* SET TASK
Convert the lines from the one containing "Could you please segment every instance of the blue" through the end of the records, both included, into a JSON list of strings with one string per line. Leave out blank lines.

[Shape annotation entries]

----------

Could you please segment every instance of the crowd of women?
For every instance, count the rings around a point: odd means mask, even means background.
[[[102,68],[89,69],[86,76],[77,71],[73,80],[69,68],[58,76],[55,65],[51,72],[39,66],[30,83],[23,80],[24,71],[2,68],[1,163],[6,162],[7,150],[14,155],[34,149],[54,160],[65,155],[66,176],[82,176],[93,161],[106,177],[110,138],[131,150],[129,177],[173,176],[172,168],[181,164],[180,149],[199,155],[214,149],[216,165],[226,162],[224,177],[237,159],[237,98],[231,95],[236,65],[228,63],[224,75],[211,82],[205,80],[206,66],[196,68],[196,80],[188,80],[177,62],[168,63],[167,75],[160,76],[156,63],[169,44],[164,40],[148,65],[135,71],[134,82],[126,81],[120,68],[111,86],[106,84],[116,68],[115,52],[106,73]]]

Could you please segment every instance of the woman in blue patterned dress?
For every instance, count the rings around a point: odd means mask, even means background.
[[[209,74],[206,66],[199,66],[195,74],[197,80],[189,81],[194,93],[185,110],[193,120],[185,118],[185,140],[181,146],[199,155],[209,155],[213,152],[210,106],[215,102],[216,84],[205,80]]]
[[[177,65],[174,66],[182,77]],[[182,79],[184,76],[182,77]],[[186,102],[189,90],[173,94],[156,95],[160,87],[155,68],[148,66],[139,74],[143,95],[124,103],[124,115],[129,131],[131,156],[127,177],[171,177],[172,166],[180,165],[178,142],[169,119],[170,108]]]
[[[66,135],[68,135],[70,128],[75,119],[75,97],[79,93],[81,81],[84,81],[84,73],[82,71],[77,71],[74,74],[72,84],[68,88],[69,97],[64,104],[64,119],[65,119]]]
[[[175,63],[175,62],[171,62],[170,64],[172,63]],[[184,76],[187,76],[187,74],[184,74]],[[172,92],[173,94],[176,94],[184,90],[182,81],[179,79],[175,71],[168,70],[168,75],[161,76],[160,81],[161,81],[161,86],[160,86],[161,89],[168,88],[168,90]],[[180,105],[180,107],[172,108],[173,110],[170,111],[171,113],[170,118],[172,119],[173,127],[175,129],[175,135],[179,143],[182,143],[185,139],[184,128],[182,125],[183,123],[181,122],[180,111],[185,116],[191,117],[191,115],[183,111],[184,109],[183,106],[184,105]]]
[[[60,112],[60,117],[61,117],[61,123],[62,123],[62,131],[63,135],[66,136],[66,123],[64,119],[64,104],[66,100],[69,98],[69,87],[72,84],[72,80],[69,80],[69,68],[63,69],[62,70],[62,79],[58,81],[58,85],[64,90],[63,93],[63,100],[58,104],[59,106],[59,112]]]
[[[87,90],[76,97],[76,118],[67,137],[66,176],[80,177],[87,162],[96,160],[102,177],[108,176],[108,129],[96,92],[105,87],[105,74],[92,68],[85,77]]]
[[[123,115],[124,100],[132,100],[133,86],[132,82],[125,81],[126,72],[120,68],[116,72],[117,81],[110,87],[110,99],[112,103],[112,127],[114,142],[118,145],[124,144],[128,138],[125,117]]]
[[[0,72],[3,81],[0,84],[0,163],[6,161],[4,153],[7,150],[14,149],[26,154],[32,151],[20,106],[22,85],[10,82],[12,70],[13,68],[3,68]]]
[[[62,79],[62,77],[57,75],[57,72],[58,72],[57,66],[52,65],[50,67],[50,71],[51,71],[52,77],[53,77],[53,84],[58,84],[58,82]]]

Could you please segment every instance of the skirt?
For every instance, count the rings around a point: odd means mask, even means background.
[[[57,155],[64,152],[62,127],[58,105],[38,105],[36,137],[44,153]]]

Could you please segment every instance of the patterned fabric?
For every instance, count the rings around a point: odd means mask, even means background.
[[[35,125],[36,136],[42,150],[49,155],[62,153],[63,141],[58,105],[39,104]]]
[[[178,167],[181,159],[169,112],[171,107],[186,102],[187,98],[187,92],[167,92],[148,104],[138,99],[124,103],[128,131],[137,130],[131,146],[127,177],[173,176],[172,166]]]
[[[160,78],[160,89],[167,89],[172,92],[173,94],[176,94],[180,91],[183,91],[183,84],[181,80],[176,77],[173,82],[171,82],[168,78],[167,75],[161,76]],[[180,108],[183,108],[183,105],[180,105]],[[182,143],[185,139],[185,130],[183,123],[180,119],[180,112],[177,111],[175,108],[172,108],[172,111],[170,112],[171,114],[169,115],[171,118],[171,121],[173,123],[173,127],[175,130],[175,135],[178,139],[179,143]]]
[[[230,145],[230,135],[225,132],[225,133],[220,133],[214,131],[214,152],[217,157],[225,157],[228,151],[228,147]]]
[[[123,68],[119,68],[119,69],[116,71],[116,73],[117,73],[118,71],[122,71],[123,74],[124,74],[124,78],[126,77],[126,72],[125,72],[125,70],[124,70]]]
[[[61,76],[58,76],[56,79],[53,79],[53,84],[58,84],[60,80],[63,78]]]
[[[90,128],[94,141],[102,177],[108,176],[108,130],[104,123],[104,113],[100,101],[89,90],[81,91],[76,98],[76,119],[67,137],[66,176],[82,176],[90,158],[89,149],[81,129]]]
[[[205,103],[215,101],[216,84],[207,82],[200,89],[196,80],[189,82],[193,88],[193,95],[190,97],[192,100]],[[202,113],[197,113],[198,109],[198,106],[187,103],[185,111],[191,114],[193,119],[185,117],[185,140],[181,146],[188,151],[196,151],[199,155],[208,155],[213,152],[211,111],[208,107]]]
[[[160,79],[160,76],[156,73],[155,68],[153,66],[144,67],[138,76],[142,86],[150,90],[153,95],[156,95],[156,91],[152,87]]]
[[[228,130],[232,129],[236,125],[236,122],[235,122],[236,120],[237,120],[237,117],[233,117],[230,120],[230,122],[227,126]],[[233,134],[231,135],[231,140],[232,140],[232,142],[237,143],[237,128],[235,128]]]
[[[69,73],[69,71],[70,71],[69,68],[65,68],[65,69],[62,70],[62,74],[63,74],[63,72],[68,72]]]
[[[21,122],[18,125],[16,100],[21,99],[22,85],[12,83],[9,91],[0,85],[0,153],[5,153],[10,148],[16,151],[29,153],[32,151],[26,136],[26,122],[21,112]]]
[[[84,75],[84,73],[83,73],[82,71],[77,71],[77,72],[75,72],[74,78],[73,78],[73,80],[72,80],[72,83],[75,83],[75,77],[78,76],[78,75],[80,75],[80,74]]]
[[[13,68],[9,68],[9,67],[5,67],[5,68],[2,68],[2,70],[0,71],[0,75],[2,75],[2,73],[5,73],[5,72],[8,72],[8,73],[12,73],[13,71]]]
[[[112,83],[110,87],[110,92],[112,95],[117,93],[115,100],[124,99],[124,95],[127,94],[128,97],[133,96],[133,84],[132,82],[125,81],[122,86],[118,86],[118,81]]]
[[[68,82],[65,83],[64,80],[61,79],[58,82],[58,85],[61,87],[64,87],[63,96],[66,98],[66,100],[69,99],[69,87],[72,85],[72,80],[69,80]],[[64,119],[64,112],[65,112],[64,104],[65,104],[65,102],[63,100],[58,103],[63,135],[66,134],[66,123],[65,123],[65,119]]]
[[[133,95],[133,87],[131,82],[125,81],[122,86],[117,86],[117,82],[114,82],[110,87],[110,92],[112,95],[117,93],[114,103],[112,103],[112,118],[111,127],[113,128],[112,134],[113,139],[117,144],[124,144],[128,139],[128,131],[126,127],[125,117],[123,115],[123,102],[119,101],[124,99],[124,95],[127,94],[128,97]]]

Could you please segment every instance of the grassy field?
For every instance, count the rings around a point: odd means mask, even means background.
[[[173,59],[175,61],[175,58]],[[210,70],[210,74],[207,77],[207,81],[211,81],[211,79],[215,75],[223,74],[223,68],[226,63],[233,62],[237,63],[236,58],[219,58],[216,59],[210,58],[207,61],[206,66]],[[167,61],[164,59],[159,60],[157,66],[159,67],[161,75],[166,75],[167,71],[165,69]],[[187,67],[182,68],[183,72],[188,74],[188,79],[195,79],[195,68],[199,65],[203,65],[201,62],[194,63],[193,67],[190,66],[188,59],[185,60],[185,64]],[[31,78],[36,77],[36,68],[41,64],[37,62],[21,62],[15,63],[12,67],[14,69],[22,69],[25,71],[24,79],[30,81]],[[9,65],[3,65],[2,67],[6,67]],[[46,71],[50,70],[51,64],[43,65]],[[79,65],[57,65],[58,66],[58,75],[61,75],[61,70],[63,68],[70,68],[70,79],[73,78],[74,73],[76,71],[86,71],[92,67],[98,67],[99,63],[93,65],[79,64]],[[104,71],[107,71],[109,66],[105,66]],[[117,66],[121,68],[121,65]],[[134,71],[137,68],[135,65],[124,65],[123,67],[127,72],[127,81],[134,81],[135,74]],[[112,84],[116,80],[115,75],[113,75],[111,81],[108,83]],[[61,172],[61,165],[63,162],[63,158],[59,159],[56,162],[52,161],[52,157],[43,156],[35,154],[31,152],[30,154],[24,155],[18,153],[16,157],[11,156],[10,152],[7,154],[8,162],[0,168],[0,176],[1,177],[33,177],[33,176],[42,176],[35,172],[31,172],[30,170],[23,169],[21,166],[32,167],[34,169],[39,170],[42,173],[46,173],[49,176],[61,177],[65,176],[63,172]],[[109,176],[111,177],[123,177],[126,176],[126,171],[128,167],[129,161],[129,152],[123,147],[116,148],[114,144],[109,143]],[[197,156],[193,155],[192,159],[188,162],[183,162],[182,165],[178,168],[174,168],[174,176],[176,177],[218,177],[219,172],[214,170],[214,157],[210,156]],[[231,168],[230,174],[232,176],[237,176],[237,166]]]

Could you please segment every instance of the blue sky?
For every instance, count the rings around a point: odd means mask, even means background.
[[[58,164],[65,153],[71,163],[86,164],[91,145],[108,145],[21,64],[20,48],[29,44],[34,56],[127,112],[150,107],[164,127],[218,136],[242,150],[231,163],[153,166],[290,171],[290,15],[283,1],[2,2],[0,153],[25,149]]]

----------

* SOLUTION
[
  "Could you please segment every instance of the blue sky?",
  "For every instance, count the rings around a point: odd means mask, even means background.",
  "[[[58,164],[65,153],[71,163],[86,164],[91,145],[108,145],[21,64],[20,48],[29,44],[34,56],[127,112],[150,107],[164,127],[218,136],[242,150],[231,163],[153,166],[290,171],[290,15],[283,1],[2,2],[0,153],[25,149]]]"
]